[[ TEXT EXCERPT, beginning ]]

Processing Your Payment

Please do not leave this page until complete. This can take a few moments.

Updated: May 3, 2021

Shaw's truckers, mechanics walk off the job as unions celebrate recent wins in Maine

Courtesy / Teamsters Local 340 Shaw's workers picket outside the company's truck maintenance facility in Scarborough on Monday morning.

Just days after workers at two Portland employers voted to unionize, truck drivers and mechanics for Shaw’s Supermarkets in Maine have gone on strike.

About 80 members of Teamsters Local Union No. 340 in South Portland walked off the job early Monday at a Shaw’s distribution center in Wells and a maintenance shop in Scarborough.

The members work for Clifford W. Perham Inc., a trucking subsidiary of Shaw’s. The Teamsters have been without a contract there since last August, according to the union, which was seeking better pay, retirement contributions and health coverage.

[[ TEXT EXCERPT, end ]]

▶ [WHAT THE EXERCISE ASKS]
According to the article on the Shaw's strike, about how many union members walked off the job, and at which two sites?

[[ DATA LISTING, beginning ]]

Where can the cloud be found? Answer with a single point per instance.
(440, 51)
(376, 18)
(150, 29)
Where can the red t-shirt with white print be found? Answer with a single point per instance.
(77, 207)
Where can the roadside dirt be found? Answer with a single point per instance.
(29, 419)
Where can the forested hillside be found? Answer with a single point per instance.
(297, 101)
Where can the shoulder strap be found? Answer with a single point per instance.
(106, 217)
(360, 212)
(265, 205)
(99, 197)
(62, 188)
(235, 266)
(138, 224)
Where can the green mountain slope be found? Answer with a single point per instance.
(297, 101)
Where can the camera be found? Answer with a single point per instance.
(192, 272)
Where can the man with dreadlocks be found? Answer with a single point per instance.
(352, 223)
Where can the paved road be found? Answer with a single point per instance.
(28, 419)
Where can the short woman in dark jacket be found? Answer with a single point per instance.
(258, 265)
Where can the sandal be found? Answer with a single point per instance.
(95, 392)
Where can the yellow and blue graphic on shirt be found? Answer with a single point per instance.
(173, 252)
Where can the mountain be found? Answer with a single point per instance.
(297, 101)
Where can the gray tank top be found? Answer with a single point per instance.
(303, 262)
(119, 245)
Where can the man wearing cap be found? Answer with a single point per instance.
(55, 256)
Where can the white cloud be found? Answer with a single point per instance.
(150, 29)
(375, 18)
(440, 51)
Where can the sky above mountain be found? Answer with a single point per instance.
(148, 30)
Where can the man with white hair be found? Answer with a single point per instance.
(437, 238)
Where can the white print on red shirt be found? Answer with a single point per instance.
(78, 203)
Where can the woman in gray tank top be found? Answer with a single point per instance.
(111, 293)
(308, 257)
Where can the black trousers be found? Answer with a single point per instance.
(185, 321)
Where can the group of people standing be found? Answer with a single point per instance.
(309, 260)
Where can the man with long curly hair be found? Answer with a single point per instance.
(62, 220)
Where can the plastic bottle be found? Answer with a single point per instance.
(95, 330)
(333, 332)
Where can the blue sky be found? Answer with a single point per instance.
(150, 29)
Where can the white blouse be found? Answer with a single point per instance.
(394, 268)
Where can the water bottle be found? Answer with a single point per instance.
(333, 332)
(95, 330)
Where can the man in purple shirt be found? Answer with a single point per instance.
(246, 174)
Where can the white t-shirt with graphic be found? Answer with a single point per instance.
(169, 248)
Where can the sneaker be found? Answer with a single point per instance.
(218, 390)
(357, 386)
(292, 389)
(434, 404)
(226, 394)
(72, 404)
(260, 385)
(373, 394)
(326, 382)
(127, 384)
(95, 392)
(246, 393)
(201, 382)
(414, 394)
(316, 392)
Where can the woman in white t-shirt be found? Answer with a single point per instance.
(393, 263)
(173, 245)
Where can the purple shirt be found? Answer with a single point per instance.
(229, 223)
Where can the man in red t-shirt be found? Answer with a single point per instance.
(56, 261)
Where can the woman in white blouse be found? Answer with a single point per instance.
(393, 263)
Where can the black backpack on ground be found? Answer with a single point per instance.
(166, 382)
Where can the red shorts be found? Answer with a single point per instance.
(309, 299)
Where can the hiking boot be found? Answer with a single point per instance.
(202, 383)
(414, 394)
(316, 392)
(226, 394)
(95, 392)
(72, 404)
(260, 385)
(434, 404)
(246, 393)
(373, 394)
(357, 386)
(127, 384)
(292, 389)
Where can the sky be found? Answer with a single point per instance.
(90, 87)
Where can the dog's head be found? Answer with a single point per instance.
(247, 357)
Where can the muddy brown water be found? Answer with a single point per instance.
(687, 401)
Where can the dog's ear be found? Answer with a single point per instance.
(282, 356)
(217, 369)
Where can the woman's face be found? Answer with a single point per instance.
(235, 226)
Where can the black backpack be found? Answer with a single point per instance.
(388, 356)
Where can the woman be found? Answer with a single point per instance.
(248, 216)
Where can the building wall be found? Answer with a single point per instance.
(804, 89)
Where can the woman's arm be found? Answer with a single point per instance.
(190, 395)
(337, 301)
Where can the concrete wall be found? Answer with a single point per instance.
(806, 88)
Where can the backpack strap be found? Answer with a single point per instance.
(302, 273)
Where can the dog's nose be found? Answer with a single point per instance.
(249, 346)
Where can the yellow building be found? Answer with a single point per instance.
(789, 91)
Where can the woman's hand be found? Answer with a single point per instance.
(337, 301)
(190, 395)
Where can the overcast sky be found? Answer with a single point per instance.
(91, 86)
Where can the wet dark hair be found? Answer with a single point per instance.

[[ DATA LISTING, end ]]

▶ [WRITTEN SOLUTION]
About 80 members of Teamsters Local Union No. 340 walked off the job at a Shaw's distribution center in Wells and a maintenance shop in Scarborough.